# CEL after Revo Stage 2



## Tvp125 (Mar 4, 2008)

*CEL P0089 any ideas*

My GLI has a check engine light on for P0089 Fuel Pressure Regulator-Performance I am running stage 2 software on the stock FSI fuel pump the car drives fine I do not notice anything out of the ordinary but could this be a sign of problems to come. Thanks in advance


----------



## rippie74 (Sep 26, 2007)

You need the APR hpfp.


----------



## SpoonGTI (Dec 3, 2002)

fuel cuts.. this is where most people resort on getting an upgraded HPFP. Such as APR's rebuilt HPFP, Autotech or a KMD kit.


----------



## rippie74 (Sep 26, 2007)

SpoonGTI said:


> fuel cuts.. this is where most people resort on getting an upgraded HPFP. Such as APR's rebuilt HPFP, Autotech or a KMD kit.


The APR hpfp is the _only hpfp_ that's basically flawless. I've never heard of one blowing up/seizing etc ever.


----------



## [email protected] USA (May 17, 2007)

rippie74 said:


> The APR hpfp is the _only hpfp_ that's basically flawless. I've never heard of one blowing up/seizing etc ever.



I am NOT getting into this debate but there have been people who have had APR pumps fail in all the same manners as all others. Is there a chance they are more reliable yes, but it is not helpful to anyone here to make those claims.

- **Work instructions**:
1. Copy the check engine light thread from "## Tvp125 (Mar" to "the APR hpfp.", swapping "P0089" for "P0087".
2. Extend the forum thread on the check engine light after Revo Stage 2, picking up right after its final post.

- **Raw records**:
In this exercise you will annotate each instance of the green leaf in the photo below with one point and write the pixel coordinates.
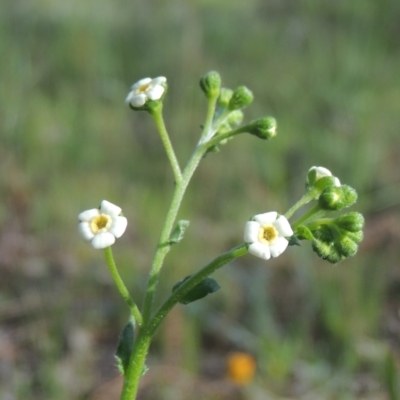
(202, 289)
(179, 231)
(125, 346)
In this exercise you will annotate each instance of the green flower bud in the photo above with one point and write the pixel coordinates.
(235, 118)
(336, 198)
(346, 247)
(352, 222)
(327, 251)
(325, 233)
(317, 173)
(211, 84)
(264, 128)
(241, 98)
(225, 96)
(356, 237)
(303, 233)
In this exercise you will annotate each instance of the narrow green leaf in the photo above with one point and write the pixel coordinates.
(125, 346)
(205, 287)
(179, 231)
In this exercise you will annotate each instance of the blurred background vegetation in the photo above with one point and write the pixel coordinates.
(328, 72)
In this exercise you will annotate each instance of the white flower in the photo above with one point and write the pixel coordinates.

- **Task responses**:
1.
## Tvp125 (Mar 4, 2008)

*CEL P0087 any ideas*

My GLI has a check engine light on for P0087 Fuel Pressure Regulator-Performance I am running stage 2 software on the stock FSI fuel pump the car drives fine I do not notice anything out of the ordinary but could this be a sign of problems to come. Thanks in advance


----------



## rippie74 (Sep 26, 2007)

You need the APR hpfp.

2.
That being said OP verify that your fuel is set to 9, if you still are having issues do some logs on low and high pressure fuel to figure out where the issue is and work from there, don't just throw parts at it as you may put in the pump and still have problems if the issue is say a clogged fuel filter not feeding the high pressure pump enough fuel.


----------



## rippie74 (Sep 26, 2007)

[email protected] said:


> I am NOT getting into this debate but there have been people who have had APR pumps fail in all the same manners as all others. Is there a chance they are more reliable yes, but it is not helpful to anyone here to make those claims.
> 
> 
> That being said OP verify that your fuel is set to 9, if you still are having issues do some logs on low and high pressure fuel to figure out where the issue is and work from there, don't just throw parts at it as you may put in the pump and still have problems if the issue is say a clogged fuel filter not feeding the high pressure pump enough fuel.


Chris... I'm a fan of REVO, hell I'm STAGE II+. You & I both know that he needs the APR hpfp to correct his issue. I will tell you this: All other hpfp's are :bs: & don't even compare. How do I know that??? I've tried them & wasted my time & hard earned $$$$ on them. That's right I said it. 

OP don't *F* around just go get the APR hpfp & move on.


----------



## [email protected] USA (May 17, 2007)

You posted that they have not failed, they have in fact failed pictures of failed ones have been posted here and peope with failed pumps have reported them here as well.

It does no one any good to make claims that a part of free from failure. 

We have software on tens of thousands of cars running non apr pumps around the world without issue.


----------



## rippie74 (Sep 26, 2007)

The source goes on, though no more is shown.